**Using the information**
A. Reproduce the commentary on James chapter 5 word for word, starting with "A very early" and going on through "a praying church.".
B. Take the commentary on James chapter 5 further, picking up right after its final sentence.

A very early Church code lays it down that each congregation must appoint at least one widow to care for women who are sick. For many centuries the Church consistently used anointing as a means of healing the sick. In fact, the sacrament of unction, or anointing was, in the early centuries always used as a means of cure, and not as a preparation for death, as it now is. It was not until AD 852 that the sacrament of unction became the Sacrament of Extreme Unction, administered to prepare for death.
So, brother, the Church has always cared for the sick; and the gift of healing has always been present in the Church. The social gospel is not an appendix to our Faith; it is the very essence of Christian faith and life!

Now verses 16-18. Thoughts on a praying church.
These verses of James chapter 5 spell out three basic ideas of Jewish religion.


16Therefore confess your sins to each other and pray for each other so that you may be healed. The prayer of a righteous man is powerful and effective. 17Elijah was a man just like us. He prayed earnestly that it would not rain, and it did not rain on the land for three and a half years. 18Again he prayed, and the heavens gave rain, and the earth produced its crops.


1) There is the idea that all sickness is due to sin. The rabbis said, "there is no death without guilt and so suffering without sin." Therefore, before a person could be healed of sickness his sins must be forgiven by God. That must be why Jesus began his healing of the paralysed man with the words, "Son, your sins are forgiven."(Mark 2:5) . Today we would say that no-one can know full health of either soul, mind or body until s/he is right with God.

Dataset entries
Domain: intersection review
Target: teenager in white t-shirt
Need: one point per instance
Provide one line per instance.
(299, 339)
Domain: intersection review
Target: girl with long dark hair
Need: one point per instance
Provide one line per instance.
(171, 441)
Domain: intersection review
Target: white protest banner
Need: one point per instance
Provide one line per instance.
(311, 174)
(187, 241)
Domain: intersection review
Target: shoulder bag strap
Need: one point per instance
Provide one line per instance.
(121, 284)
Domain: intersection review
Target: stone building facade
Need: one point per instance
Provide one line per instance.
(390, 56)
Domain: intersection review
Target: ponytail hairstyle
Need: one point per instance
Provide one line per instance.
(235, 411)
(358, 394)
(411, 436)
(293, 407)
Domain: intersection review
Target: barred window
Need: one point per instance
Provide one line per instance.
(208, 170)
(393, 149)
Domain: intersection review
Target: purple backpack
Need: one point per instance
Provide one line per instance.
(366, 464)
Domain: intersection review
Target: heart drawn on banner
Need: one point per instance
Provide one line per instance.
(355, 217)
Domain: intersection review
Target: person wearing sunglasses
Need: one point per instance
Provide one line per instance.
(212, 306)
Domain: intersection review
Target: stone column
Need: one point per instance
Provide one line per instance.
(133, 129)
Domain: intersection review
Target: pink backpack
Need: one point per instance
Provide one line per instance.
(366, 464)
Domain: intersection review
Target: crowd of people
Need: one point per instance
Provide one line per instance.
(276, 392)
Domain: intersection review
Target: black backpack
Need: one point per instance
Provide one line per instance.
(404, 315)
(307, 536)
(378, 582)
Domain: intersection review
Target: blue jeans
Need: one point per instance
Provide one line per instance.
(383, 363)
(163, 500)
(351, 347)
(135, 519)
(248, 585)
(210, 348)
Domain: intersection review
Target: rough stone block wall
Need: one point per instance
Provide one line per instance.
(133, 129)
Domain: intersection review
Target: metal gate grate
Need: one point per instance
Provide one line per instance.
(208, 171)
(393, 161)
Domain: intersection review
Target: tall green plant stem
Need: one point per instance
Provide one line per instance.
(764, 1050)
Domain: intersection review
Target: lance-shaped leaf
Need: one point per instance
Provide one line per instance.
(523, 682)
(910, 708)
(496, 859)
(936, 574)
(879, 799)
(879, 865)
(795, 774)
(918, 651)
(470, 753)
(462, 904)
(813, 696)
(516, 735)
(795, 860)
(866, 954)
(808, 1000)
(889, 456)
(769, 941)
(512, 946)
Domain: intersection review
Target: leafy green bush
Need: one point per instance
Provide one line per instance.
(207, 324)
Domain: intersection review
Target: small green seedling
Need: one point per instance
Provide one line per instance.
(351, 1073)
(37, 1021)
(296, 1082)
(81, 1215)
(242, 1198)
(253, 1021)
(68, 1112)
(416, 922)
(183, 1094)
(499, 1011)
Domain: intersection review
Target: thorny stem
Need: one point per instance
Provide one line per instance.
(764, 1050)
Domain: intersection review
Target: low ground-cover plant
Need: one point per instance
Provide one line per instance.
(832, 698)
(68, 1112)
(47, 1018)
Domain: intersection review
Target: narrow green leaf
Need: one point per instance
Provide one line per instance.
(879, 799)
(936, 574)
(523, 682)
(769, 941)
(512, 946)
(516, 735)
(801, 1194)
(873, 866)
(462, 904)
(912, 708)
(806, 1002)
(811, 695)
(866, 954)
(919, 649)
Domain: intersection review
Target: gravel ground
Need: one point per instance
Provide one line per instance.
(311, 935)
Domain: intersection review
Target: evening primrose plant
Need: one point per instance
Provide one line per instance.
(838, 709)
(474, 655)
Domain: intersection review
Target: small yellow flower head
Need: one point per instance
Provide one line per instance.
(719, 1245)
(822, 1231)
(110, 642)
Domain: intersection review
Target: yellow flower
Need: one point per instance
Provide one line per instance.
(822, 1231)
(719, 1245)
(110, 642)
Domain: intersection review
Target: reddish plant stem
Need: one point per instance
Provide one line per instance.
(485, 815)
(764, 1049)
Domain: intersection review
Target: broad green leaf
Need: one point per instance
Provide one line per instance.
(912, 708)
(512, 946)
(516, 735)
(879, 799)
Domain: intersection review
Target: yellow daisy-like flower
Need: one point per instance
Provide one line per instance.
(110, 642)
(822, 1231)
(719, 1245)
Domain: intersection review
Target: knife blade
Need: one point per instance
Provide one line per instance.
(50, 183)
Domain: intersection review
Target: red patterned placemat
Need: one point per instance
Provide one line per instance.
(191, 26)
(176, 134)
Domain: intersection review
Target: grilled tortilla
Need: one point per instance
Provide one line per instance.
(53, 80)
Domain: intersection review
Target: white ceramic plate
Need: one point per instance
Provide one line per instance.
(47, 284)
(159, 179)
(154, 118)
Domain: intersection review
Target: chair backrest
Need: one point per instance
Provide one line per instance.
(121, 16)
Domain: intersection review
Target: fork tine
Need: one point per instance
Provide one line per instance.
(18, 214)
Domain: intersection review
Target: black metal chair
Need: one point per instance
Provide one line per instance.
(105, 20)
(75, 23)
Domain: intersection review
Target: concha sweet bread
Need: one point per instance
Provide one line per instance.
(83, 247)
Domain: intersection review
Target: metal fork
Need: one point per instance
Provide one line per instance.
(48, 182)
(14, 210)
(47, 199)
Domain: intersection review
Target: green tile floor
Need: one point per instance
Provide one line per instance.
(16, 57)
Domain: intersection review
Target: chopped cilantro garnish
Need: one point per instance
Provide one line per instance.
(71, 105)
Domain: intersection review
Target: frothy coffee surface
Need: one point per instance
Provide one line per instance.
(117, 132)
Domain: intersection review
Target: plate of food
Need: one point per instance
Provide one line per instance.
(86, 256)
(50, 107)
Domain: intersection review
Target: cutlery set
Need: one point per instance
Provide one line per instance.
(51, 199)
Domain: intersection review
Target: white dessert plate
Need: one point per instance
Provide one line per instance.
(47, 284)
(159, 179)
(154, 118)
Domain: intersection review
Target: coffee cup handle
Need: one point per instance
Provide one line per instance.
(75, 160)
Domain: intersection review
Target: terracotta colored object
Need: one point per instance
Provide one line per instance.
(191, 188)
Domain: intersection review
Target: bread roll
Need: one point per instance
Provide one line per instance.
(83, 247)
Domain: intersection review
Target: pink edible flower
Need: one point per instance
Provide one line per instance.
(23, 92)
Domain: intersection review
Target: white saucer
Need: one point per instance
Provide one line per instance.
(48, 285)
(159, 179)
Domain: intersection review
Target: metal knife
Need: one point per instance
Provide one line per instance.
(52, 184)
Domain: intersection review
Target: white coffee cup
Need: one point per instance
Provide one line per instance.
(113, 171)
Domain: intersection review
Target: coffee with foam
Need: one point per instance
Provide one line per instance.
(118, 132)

**Answers to the exercises**
A.
A very early Church code lays it down that each congregation must appoint at least one widow to care for women who are sick. For many centuries the Church consistently used anointing as a means of healing the sick. In fact, the sacrament of unction, or anointing was, in the early centuries always used as a means of cure, and not as a preparation for death, as it now is. It was not until AD 852 that the sacrament of unction became the Sacrament of Extreme Unction, administered to prepare for death.
So, brother, the Church has always cared for the sick; and the gift of healing has always been present in the Church. The social gospel is not an appendix to our Faith; it is the very essence of Christian faith and life!

Now verses 16-18. Thoughts on a praying church.

B.
2) There is the Jewish idea that, to be effective, confession of sin has to be made to other people (especially the person who has been wronged) as well as to God. And we all know full well that, in a very real sense, it is easier to confess sins to God than to other people. But when we sin there are two barriers set up - the barrier between us and God and the barrier between us and other people. And if these barriers are to be removed then confession is to be made to both groups of people. You will know, brother, that in Wesley's earliest Methodist classes they used to meet 2 or 3 times a week to "confess their faults to one another and to pray for one another that they might be healed."


3) Above all, this passage helps us to see that the Jews set no limits to the power of prayer. They had a saying, according to Barclay, that he who prays surrounds his house with a wall that is stronger than iron. They said, "Penitence can do something; but prayer can do everything." To them, prayer was nothing less than contacting the power of God; prayer is the channel through which the strength and grace of God are brought to bear on the troubles of life. It is just the same for Christians.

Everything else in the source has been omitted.